__Task__
Scan the records for lines with the word "building", and copy every such line.

═════ Source records ═════

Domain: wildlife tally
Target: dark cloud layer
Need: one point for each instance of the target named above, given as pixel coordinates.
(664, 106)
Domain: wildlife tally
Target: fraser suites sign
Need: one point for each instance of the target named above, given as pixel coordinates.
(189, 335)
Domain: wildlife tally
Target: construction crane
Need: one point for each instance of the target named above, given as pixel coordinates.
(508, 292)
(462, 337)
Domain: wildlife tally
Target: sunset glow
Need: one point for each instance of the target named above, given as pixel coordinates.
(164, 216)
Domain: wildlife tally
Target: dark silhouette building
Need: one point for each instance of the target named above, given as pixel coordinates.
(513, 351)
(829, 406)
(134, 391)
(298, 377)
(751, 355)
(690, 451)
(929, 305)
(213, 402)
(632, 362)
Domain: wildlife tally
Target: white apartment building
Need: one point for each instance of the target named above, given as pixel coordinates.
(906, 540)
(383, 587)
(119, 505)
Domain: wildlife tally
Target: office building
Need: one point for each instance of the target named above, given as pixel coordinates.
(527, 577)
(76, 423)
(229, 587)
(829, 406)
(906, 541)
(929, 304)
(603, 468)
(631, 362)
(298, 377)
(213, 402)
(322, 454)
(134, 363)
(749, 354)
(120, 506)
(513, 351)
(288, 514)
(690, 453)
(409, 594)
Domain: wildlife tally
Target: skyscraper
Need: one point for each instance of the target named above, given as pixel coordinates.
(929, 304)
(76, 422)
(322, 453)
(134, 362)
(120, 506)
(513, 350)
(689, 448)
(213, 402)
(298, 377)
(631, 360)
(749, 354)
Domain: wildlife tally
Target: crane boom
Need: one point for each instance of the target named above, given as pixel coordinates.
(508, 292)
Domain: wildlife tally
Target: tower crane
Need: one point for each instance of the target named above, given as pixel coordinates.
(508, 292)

═════

__Result of this exercise__
Target: dark silhouette building
Target: white apartment building
Target: office building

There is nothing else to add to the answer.